With rising sales, new product prototypes and venture capital pouring into alternative protein companies, it makes sense that Big Food wants to get into the space.

Even though Better Meat has no fermented meat analog products on the market yet, this agreement gives the upstart a new degree of acceptance. Hormel has a large portfolio of products, but the company is best known for its bacon, pepperoni, deli meat and turkey brands. Any meat analog maker it would partner with needs to make products that can meet the company’s standards — especially since 98% of consumers who buy meat alternatives also purchase meat, according to a 2019 Nielsen study.

Hormel has been in the alternative protein space since 2019, when it debuted its Happy Little Plants brand of plant-based meat and pizza toppings and started offering ground meat products blended with plant protein or mushrooms. Shapiro said Better Meat, which became known for its plant-based meat enhancement ingredients, had a previous working relationship with Hormel. He declined to provide more details.

This is Hormel’s first outside partnership with a company in the alternative protein space. 

Bryan Kreske, general manager of Hormel’s 199 Ventures, said on a panel at last month’s virtual Good Food Conference that the company was open to this sort of partnership. While Hormel and other companies have been working internally on developing their own meat alternatives, Kreske said Big Food needs to have the humility to understand there are emerging companies in the space with valuable technologies.

“I think the key enabler to expanding that access is for companies like Hormel and others in the meat industry to partner with those companies to help bring these great-tasting plant-based products to the marketplace,” he said.

▶ [What to produce]:
Answer these questions from the article on Hormel and Better Meat:
1. According to the 2019 Nielsen study cited, what percentage of consumers who buy meat alternatives also purchase meat?
2. What brand of plant-based meat and pizza toppings did Hormel debut in 2019?
3. What position does Bryan Kreske hold?

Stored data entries
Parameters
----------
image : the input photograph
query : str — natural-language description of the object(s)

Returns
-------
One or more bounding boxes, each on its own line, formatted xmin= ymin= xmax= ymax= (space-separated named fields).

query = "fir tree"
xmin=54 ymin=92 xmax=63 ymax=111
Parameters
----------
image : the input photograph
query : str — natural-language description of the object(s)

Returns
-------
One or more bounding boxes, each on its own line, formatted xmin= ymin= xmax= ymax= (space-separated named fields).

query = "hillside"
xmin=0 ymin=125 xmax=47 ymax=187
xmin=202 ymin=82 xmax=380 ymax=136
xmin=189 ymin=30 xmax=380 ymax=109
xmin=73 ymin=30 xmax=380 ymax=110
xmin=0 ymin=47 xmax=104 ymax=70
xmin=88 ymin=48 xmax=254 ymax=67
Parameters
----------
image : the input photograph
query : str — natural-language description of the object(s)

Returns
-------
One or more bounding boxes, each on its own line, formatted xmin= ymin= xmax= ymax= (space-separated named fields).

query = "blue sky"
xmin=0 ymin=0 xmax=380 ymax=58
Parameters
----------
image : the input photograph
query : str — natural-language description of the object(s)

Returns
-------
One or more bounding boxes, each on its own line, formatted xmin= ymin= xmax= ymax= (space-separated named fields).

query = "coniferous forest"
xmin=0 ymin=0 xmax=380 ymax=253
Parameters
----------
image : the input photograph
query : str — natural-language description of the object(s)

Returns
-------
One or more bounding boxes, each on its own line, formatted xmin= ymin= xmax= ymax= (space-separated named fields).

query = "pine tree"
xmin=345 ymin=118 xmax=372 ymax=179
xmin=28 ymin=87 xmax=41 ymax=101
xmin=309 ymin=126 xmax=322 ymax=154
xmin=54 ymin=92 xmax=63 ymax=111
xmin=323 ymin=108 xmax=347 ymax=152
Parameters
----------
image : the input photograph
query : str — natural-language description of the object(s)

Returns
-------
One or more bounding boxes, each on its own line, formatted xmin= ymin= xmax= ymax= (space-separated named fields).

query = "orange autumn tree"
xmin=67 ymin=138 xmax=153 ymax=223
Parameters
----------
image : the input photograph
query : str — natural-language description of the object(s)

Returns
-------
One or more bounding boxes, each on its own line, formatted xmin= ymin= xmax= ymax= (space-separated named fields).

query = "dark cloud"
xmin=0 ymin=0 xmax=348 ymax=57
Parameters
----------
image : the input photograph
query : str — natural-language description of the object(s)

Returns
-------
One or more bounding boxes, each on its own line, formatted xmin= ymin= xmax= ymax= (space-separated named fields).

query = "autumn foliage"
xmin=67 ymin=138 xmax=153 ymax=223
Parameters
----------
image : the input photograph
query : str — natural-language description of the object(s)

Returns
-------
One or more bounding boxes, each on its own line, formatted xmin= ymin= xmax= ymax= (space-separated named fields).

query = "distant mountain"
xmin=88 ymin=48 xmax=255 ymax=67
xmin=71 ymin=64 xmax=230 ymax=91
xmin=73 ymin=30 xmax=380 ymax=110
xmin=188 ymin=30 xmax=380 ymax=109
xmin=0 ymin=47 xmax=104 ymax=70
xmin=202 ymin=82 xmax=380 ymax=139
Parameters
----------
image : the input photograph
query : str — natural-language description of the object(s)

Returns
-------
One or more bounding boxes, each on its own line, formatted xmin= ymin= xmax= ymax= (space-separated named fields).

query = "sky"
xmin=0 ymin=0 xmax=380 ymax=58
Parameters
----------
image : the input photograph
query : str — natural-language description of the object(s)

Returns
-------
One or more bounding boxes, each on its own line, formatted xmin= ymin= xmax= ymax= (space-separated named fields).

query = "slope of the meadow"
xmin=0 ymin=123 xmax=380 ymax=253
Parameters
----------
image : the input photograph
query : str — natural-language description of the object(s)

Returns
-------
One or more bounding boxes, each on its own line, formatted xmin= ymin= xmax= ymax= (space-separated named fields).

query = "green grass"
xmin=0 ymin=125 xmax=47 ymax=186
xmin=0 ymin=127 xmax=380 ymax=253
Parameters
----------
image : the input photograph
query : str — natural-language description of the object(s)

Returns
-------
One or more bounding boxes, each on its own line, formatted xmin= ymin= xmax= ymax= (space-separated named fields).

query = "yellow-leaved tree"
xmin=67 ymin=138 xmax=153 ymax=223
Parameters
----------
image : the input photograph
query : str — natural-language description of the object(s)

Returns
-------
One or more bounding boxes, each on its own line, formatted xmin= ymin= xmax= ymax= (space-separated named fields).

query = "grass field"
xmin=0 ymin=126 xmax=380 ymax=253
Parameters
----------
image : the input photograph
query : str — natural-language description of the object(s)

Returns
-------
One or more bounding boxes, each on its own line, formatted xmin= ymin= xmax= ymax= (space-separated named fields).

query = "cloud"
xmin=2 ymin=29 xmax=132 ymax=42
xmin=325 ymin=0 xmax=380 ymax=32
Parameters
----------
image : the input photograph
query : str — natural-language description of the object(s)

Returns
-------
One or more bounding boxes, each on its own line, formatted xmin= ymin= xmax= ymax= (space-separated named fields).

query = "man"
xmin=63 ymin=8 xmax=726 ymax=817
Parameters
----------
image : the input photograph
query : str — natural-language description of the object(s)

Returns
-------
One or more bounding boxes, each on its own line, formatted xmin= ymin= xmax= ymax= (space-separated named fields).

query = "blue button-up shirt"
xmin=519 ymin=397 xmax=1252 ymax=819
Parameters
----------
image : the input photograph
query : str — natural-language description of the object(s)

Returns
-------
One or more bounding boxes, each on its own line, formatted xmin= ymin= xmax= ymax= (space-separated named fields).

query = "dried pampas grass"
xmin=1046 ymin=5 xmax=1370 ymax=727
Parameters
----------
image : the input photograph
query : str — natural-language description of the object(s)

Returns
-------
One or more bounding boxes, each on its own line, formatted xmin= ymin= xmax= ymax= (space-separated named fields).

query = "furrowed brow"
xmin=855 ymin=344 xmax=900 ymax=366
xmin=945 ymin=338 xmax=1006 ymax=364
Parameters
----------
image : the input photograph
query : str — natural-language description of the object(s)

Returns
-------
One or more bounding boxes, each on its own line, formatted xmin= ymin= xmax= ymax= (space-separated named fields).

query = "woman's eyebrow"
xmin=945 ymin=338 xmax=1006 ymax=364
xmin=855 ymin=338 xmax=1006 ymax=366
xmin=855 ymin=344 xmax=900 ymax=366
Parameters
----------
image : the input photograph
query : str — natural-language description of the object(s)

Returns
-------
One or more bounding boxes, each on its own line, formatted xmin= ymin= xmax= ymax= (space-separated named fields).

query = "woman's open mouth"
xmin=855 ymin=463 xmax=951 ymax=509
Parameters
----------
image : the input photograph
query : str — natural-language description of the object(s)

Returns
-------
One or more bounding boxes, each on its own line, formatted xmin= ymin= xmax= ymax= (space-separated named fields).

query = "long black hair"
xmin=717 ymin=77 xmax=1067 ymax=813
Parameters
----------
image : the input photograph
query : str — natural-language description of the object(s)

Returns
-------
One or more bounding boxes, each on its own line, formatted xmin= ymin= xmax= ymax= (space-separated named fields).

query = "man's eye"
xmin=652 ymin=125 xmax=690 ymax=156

▶ [Finished exercise]:
1. 98%
2. Happy Little Plants
3. General manager of Hormel's 199 Ventures